▶ [Work task]
Output each entry below as it stands, leaving out every picture.

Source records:
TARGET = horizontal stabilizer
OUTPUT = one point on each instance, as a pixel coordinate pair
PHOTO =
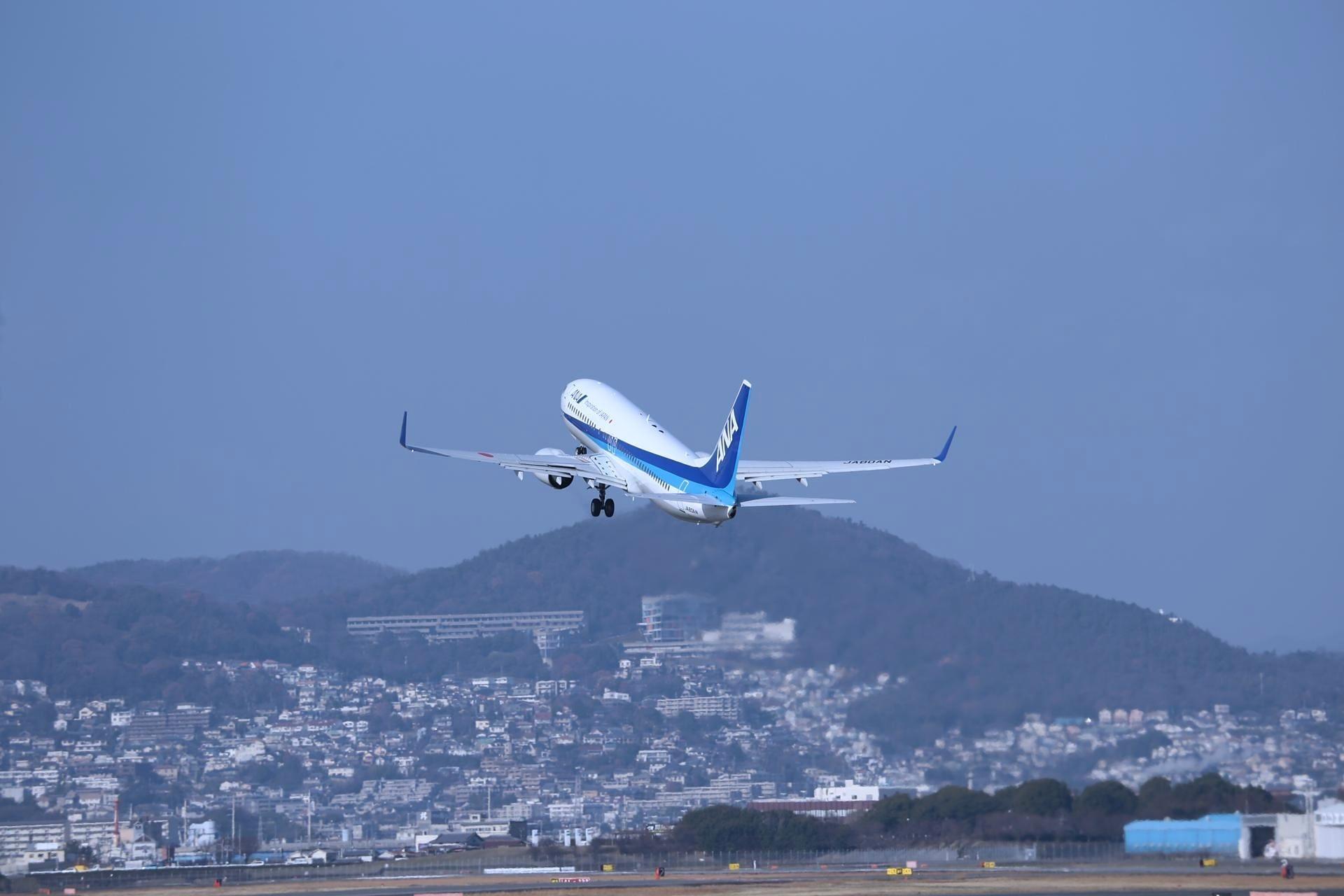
(679, 496)
(792, 501)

▶ [Response]
TARGET = horizontal stabilizer
OUTPUT = one point on each instance, as a pixel coordinate pair
PHOTO =
(679, 496)
(792, 501)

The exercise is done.